**Instructions to follow:** Copy only this range: the line with "Identify each instance of the church roof" through the final line of the material, inclusive at both ends.

───── Given information

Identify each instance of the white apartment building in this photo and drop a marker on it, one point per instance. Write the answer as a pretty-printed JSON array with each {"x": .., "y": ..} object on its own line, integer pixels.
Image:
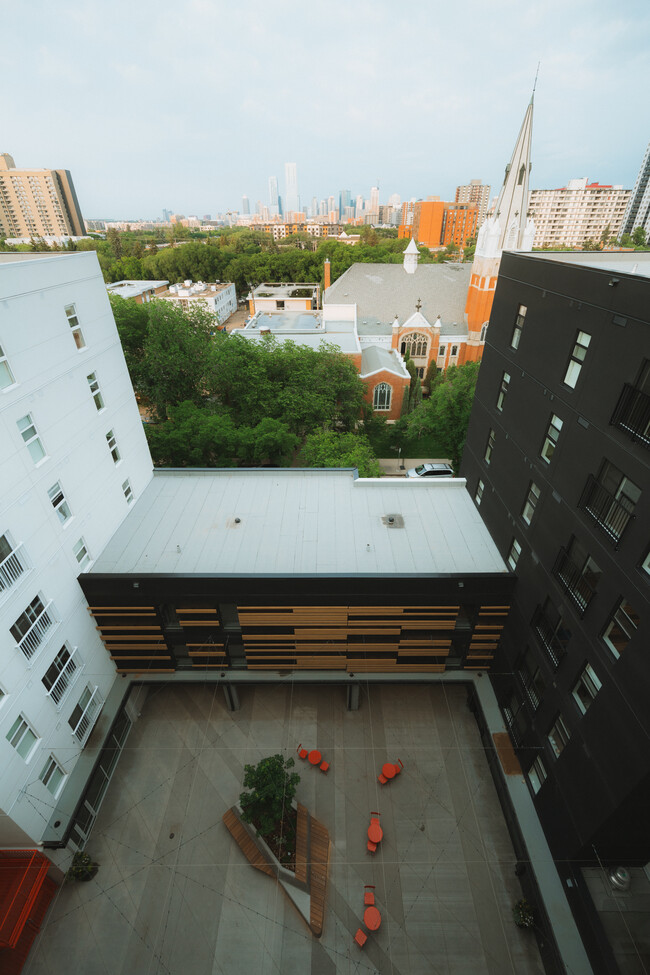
[
  {"x": 219, "y": 299},
  {"x": 576, "y": 213},
  {"x": 74, "y": 458}
]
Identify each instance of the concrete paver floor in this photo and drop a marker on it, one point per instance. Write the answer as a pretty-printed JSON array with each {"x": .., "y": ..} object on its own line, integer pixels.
[{"x": 175, "y": 896}]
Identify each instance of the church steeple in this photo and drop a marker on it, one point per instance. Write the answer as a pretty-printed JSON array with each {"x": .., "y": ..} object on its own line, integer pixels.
[{"x": 509, "y": 228}]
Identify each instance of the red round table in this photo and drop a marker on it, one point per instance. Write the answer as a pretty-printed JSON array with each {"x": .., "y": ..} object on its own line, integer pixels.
[
  {"x": 375, "y": 832},
  {"x": 371, "y": 918}
]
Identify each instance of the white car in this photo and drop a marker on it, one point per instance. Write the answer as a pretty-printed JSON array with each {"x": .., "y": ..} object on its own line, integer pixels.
[{"x": 431, "y": 470}]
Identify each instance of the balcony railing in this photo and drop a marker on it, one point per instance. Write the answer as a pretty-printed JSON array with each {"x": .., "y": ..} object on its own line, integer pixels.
[
  {"x": 553, "y": 637},
  {"x": 84, "y": 725},
  {"x": 12, "y": 568},
  {"x": 609, "y": 512},
  {"x": 632, "y": 414},
  {"x": 38, "y": 632},
  {"x": 59, "y": 689},
  {"x": 573, "y": 580}
]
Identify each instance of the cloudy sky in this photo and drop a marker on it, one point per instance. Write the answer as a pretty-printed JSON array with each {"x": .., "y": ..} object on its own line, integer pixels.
[{"x": 190, "y": 104}]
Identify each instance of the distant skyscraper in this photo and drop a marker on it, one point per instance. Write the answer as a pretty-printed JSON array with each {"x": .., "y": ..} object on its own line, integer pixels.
[
  {"x": 291, "y": 198},
  {"x": 638, "y": 207},
  {"x": 38, "y": 202},
  {"x": 274, "y": 206}
]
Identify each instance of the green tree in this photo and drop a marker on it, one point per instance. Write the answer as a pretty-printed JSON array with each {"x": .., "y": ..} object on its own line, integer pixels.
[
  {"x": 446, "y": 412},
  {"x": 194, "y": 436},
  {"x": 272, "y": 787},
  {"x": 176, "y": 356},
  {"x": 330, "y": 449}
]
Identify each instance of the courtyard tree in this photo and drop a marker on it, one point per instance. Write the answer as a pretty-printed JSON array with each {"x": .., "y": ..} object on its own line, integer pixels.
[
  {"x": 272, "y": 787},
  {"x": 330, "y": 449},
  {"x": 446, "y": 412}
]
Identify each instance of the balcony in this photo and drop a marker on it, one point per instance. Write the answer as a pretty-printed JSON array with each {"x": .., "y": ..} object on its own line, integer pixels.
[
  {"x": 59, "y": 689},
  {"x": 38, "y": 632},
  {"x": 90, "y": 704},
  {"x": 11, "y": 569},
  {"x": 632, "y": 414},
  {"x": 573, "y": 580},
  {"x": 610, "y": 513}
]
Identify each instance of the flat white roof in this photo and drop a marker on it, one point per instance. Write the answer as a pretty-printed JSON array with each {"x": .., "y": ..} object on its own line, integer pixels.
[{"x": 300, "y": 522}]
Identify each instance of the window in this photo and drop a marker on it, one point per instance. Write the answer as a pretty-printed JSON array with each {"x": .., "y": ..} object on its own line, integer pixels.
[
  {"x": 537, "y": 774},
  {"x": 577, "y": 358},
  {"x": 503, "y": 389},
  {"x": 59, "y": 675},
  {"x": 530, "y": 503},
  {"x": 559, "y": 735},
  {"x": 531, "y": 678},
  {"x": 578, "y": 573},
  {"x": 84, "y": 713},
  {"x": 31, "y": 438},
  {"x": 95, "y": 390},
  {"x": 513, "y": 554},
  {"x": 30, "y": 629},
  {"x": 6, "y": 375},
  {"x": 81, "y": 553},
  {"x": 620, "y": 628},
  {"x": 381, "y": 397},
  {"x": 52, "y": 776},
  {"x": 59, "y": 503},
  {"x": 519, "y": 324},
  {"x": 587, "y": 687},
  {"x": 489, "y": 447},
  {"x": 610, "y": 500},
  {"x": 77, "y": 334},
  {"x": 12, "y": 565},
  {"x": 112, "y": 446},
  {"x": 21, "y": 737},
  {"x": 552, "y": 437}
]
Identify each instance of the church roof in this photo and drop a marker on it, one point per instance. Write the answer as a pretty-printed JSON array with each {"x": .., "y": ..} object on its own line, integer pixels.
[{"x": 382, "y": 291}]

──────────

**Correct response:**
Identify each instance of the church roof in this photo and drop a marker on it, one point per instance. Write the answer as a pretty-printed JSON array with each {"x": .., "y": ..} object on its own line, integer pixels.
[{"x": 382, "y": 291}]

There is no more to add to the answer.